>> start Data for this exercise

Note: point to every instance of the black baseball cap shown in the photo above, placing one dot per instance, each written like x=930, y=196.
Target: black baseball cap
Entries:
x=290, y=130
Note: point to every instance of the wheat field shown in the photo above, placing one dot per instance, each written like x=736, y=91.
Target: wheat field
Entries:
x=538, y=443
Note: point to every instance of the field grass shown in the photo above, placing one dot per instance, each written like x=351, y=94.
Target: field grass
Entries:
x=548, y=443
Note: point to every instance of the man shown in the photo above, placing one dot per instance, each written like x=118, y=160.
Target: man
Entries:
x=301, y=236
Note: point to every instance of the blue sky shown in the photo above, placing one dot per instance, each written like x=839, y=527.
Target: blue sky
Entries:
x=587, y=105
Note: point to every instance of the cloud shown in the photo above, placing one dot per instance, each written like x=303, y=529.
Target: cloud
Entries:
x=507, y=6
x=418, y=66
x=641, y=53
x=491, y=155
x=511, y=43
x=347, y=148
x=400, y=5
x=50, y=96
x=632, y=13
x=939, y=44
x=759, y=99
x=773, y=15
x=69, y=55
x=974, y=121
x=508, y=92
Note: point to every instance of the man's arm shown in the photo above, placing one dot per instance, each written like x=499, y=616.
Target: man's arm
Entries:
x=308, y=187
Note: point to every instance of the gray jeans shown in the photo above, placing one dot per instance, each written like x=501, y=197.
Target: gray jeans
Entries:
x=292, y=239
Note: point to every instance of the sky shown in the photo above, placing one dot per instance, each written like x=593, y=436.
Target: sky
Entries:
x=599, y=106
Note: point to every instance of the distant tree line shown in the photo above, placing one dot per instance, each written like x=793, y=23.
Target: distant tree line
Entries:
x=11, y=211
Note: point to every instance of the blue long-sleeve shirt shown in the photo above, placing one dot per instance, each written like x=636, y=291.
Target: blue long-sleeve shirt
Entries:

>> end Data for this exercise

In the entries from the line with "Note: point to every instance of the cloud" to the line with "x=939, y=44", swap "cloud" for "storm cloud" and write out only those lines, with everything else left as it is.

Written solution:
Note: point to every instance of the storm cloud shown in the photo above, placing one dot per instance, each written like x=303, y=529.
Target: storm cloud
Entries:
x=507, y=6
x=418, y=66
x=641, y=53
x=491, y=155
x=511, y=43
x=347, y=148
x=400, y=5
x=50, y=96
x=632, y=13
x=939, y=44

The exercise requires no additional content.